»»
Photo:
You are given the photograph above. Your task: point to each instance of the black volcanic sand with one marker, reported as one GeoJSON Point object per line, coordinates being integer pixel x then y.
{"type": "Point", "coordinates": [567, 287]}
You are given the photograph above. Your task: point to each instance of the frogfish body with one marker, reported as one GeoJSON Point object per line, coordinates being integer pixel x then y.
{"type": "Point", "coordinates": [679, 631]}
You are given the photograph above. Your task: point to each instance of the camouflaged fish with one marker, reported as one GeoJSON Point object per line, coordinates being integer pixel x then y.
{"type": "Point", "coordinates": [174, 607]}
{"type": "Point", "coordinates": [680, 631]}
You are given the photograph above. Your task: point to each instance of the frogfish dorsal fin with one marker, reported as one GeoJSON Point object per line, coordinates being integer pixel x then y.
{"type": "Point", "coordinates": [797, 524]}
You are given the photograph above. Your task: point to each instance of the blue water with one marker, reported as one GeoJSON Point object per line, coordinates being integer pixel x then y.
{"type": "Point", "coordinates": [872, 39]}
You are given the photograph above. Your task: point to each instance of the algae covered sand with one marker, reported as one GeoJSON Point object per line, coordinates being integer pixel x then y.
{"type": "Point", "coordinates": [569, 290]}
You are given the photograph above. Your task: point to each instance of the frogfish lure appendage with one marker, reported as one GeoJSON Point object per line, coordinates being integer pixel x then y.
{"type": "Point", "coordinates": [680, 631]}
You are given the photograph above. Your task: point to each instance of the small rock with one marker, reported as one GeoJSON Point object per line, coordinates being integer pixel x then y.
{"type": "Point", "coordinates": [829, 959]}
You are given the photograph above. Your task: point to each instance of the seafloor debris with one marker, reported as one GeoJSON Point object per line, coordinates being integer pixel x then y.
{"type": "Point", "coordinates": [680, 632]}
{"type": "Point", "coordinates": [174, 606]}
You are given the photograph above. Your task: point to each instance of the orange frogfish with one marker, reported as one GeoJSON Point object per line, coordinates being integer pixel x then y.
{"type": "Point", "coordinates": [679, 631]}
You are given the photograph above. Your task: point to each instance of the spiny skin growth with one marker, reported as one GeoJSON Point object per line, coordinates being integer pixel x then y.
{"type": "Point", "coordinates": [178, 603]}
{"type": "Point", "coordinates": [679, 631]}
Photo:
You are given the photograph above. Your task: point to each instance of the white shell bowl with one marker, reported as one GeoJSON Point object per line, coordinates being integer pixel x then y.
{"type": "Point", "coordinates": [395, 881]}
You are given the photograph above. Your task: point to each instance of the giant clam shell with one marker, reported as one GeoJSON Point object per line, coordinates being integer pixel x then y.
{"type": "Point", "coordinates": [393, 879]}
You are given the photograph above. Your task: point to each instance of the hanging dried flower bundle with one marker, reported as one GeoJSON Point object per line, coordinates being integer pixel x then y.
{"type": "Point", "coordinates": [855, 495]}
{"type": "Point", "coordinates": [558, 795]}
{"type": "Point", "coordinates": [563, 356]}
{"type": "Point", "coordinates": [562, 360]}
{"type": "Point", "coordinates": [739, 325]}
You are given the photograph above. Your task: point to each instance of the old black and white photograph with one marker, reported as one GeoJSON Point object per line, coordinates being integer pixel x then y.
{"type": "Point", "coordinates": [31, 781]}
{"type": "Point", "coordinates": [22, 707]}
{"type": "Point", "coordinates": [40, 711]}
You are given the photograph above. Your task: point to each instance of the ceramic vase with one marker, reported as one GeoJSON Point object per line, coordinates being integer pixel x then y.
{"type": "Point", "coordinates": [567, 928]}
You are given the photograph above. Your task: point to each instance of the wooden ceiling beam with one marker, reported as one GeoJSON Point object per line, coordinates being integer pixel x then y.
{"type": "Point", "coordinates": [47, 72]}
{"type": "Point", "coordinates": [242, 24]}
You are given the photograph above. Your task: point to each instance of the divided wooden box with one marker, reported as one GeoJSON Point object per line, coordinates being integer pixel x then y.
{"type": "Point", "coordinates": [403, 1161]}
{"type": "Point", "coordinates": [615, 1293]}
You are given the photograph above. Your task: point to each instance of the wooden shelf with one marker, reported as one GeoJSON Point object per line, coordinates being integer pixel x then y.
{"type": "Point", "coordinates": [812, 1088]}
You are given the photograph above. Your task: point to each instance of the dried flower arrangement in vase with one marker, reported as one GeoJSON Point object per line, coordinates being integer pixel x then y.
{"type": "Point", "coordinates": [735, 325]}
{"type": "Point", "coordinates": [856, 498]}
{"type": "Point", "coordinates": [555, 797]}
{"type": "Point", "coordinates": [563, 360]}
««
Objective:
Rewrite the material above with every "marker" changed to "dot" and nothing else altered.

Solution:
Photo:
You are given the photograph above. Your task: point to each instance of the black volcanic sand with one dot, reported as one GeoJSON Point object per line, coordinates being integer pixel x then y.
{"type": "Point", "coordinates": [567, 287]}
You are given the photograph above. Your task: point to each instance of the frogfish body with one dot, reported as one GeoJSON Point object per line, coordinates being integer pixel x then y.
{"type": "Point", "coordinates": [679, 631]}
You are given the photograph above. Your task: point to each instance of the camouflaged fish with one dot, reported as one GeoJSON Point object per line, coordinates being integer pixel x then y.
{"type": "Point", "coordinates": [174, 607]}
{"type": "Point", "coordinates": [680, 631]}
You are given the photograph above. Your task: point to each instance of the frogfish dorsal fin with one dot, reported as one GeoJSON Point object per line, coordinates being integer pixel x then y.
{"type": "Point", "coordinates": [797, 524]}
You are given the photograph above. Your task: point to each instance of the blue water with one dot, reported as one GeoJSON Point object per line, coordinates being integer pixel x then y.
{"type": "Point", "coordinates": [872, 39]}
You are given the photograph above. Your task: point to each instance of the algae covered sand with one dot, reported as one GeoJSON Point object per line, coordinates being integer pixel x then y.
{"type": "Point", "coordinates": [569, 290]}
You are given the photograph above. Your task: point to each instance of the frogfish lure appendage with one dot, reported as one GeoJSON Point object per line, coordinates being integer pixel x then y.
{"type": "Point", "coordinates": [680, 631]}
You are given the photograph above. Your task: point to each instance of the small rock with one dot, reported as one GeoJSON Point object per line, coordinates being integer pixel x then y.
{"type": "Point", "coordinates": [829, 959]}
You are given the photograph above. Your task: point to each instance of the seafloor debris with one dot, reported as one GeoJSON Point object per line, coordinates being integer pixel x then y.
{"type": "Point", "coordinates": [680, 632]}
{"type": "Point", "coordinates": [174, 606]}
You are given the photograph above. Your task: point to each instance of the orange frogfish with one dot, reported as one GeoJSON Point object per line, coordinates being integer pixel x then y.
{"type": "Point", "coordinates": [679, 631]}
You are given the photograph above. Your task: point to each instance of the spiny skin growth with one dot, reported as one GeoJSON Point object per line, coordinates being integer pixel x then y.
{"type": "Point", "coordinates": [178, 603]}
{"type": "Point", "coordinates": [679, 631]}
Photo:
You are given the photograph above. Your task: point to each instance of the white shell bowl with one dot, reported as one GeoJSON Point object per line, coordinates being integer pixel x then y.
{"type": "Point", "coordinates": [395, 881]}
You are given the photograph above. Your task: point to each instance of the giant clam shell with one dot, reported as one GeoJSON Point object per line, coordinates being integer pixel x then y.
{"type": "Point", "coordinates": [393, 879]}
You are given the photograph above. Your task: point to each instance of the hanging dried flower bundle with one dot, reported as one GeoJSON Point object per line, coordinates being integer pixel x then y.
{"type": "Point", "coordinates": [855, 495]}
{"type": "Point", "coordinates": [558, 795]}
{"type": "Point", "coordinates": [563, 356]}
{"type": "Point", "coordinates": [562, 360]}
{"type": "Point", "coordinates": [739, 325]}
You are given the photograph above. Your task: point to each instance of the old black and white photograph with one dot, reported as one GeoJSON Point object per line, coordinates being integer pixel x then y.
{"type": "Point", "coordinates": [31, 781]}
{"type": "Point", "coordinates": [22, 707]}
{"type": "Point", "coordinates": [40, 711]}
You are given the photograph above. Your task: point to each instance of the ceramic vase with one dot, reported as one GeoJSON Point object per line, coordinates being integer pixel x then y.
{"type": "Point", "coordinates": [567, 928]}
You are given the photograph above. Your task: point to each instance of the wooden ceiling beam with one dot, reported as one GeoJSON Point object per line, coordinates being integer pixel x then y.
{"type": "Point", "coordinates": [47, 72]}
{"type": "Point", "coordinates": [242, 24]}
You are given the photograph above. Your task: point to each instance of the divided wooden box with one dot, reported as one GeoJSON Point object per line, coordinates being integer pixel x then y.
{"type": "Point", "coordinates": [403, 1161]}
{"type": "Point", "coordinates": [615, 1293]}
You are given the photograph above. Your task: point to each instance of the wooden shelf with one dot, reported as one GeoJSON Point object per line, coordinates being integer pixel x then y.
{"type": "Point", "coordinates": [812, 1088]}
You are given the photograph above. Your task: point to each instance of the dried flower arrangement in vase with one dot, reported as one GeoJSON Point object per line, coordinates being integer pixel x then y.
{"type": "Point", "coordinates": [735, 325]}
{"type": "Point", "coordinates": [856, 498]}
{"type": "Point", "coordinates": [555, 797]}
{"type": "Point", "coordinates": [563, 360]}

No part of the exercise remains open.